■ **本文**
┌──
なお、払出制御コマンドは、払出制御手段が認識可能に1回だけ送出される。認識可能とは、この例では、INT信号がオン状態になることであり、認識可能に1回だけ送出されるとは、この例では、払出制御信号の1バイト目および2バイト目のそれぞれに応じてINT信号が1回だけオン状態になることである。
なお、図20に示すように、払出制御コマンドを1バイト構成としてもよい。その場合、8ビットの払出制御信号CD〜CD7によって払出制御コマンドが出力される。そして、払出制御信号が出力されているときに、INT信号がオン(この例ではローレベル)になる。INT信号のオン期間は例えば1μs以上である。払出制御手段は、INT信号に応じた割込処理によって払出制御信号CD〜CD7を入力する。
次に、遊技制御手段以外の電気部品制御手段において各処理が行われる場合の例として、払出制御手段においてデータ保存や復旧などが行われる場合について説明する。
図21は、払出制御用CPU371周りの一構成例を示すブロック図である。図21に示すように、第1の電源監視回路(第1の電源監視手段)からの電圧低下信号が、バッファ回路960を介して払出制御用CPU371のマスク不能割込端子(XNMI端子)に接続されている。第1の電源監視回路は、遊技機が使用する各種直流電源のうちのいずれかの電源の電圧を監視して電源電圧低下を検出する回路である。この実施の形態では、VSLの電源電圧を監視して電圧値が所定値以下になるとローレベルの電圧低下信号を発生する。VSLは、遊技機で使用される直流電圧のうちで最大のものであり、この例では+30Vである。従って、払出制御用CPU371は、割込処理によって電源断の発生を確認することができる
払出制御用CPU371のCLK/TRG2端子には、主基板31からのINT信号が接続されている。CLK/TRG2端子にクロック信号が入力されると、払出制御用CPU371に内蔵されているタイマカウンタレジスタCLK/TRG2の値がダウンカウントされる。そして、レジスタ値が0になると割込が発生する。従って、タイマカウンタレジスタCLK/TRG2の初期値を「1」に設定しておけば、INT信号の入力に応じて割込が発生することになる。
└──
■ **担当課題 1**
レコードから、文字列「positive」を含む行をすべて集めてください。大文字と小文字は区別します。
以下のレコードは本文とは無関係です。

■ **抽出レコード**
┌──
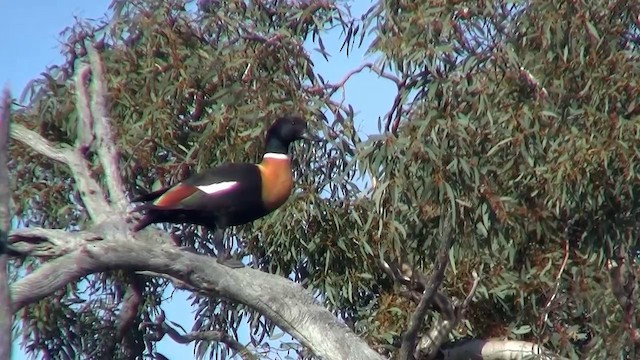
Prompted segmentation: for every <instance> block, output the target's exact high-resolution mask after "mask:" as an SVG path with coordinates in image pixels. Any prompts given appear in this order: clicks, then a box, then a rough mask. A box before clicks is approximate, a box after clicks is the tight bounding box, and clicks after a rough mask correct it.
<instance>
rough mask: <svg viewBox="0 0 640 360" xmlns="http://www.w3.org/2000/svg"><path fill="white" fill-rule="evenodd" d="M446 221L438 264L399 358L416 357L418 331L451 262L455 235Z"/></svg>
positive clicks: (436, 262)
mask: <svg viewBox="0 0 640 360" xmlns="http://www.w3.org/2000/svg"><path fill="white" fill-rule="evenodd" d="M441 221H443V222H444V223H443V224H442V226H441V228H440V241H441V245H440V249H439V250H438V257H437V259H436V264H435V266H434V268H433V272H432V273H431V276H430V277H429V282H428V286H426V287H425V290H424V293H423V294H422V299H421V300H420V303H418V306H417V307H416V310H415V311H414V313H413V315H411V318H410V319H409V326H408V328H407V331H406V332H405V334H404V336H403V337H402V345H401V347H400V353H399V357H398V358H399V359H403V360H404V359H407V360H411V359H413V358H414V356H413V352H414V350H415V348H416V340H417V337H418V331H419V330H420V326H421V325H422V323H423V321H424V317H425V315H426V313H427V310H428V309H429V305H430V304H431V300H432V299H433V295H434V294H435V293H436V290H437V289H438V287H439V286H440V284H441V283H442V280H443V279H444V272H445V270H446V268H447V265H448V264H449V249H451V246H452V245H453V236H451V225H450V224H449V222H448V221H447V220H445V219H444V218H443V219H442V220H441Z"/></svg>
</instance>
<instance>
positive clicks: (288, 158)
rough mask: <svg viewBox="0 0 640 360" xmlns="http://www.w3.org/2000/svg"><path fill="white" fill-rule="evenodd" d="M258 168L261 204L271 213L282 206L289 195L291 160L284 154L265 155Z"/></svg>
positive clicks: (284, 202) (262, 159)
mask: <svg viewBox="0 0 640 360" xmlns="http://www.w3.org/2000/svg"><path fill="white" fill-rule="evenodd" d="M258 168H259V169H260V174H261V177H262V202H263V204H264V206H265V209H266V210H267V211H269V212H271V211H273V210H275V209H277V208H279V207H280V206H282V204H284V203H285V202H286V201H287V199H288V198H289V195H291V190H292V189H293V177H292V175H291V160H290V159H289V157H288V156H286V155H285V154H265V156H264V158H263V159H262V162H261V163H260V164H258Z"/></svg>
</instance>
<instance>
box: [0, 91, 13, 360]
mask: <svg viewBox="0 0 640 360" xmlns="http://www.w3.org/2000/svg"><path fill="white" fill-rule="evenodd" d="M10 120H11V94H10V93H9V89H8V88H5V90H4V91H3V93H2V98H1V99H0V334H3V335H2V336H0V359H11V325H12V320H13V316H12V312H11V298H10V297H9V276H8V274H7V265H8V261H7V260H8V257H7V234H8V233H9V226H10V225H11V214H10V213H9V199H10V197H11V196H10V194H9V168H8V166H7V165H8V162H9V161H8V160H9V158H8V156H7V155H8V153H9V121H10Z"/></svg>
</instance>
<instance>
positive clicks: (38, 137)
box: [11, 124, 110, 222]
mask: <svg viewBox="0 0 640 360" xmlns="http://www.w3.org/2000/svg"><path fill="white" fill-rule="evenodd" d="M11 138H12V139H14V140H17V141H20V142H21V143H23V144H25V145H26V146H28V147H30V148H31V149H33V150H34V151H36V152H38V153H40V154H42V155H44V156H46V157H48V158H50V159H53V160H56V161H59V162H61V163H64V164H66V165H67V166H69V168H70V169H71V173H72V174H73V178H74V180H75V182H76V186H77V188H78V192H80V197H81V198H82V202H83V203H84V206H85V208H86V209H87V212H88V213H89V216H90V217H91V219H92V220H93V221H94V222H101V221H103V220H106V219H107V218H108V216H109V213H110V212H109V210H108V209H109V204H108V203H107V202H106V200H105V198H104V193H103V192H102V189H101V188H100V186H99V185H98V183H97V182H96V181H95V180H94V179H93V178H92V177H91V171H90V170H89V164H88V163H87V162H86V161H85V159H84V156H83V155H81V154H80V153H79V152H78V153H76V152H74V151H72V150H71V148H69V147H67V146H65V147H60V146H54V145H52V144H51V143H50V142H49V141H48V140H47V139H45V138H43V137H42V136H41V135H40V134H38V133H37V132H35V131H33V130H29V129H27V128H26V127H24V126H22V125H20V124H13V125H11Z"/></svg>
└──
┌──
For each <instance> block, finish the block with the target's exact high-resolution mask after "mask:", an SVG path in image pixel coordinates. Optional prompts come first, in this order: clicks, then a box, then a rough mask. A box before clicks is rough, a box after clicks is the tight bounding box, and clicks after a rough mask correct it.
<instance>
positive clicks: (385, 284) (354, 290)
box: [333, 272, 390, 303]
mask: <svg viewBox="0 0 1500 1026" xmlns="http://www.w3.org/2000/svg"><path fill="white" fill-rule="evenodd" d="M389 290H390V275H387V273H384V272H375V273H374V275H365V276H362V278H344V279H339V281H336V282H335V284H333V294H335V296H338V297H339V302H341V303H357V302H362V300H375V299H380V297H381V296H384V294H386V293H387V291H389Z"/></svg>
└──
■ **担当課題 2**
本文に出てくる、「手段」で終わる用語はどれですか？すべて挙げてください。

■ **課題の解答 1**
positive clicks: (436, 262)
positive clicks: (288, 158)
positive clicks: (284, 202) (262, 159)
positive clicks: (38, 137)
positive clicks: (385, 284) (354, 290)

■ **課題の解答 2**
払出制御手段、遊技制御手段、電気部品制御手段、第1の電源監視手段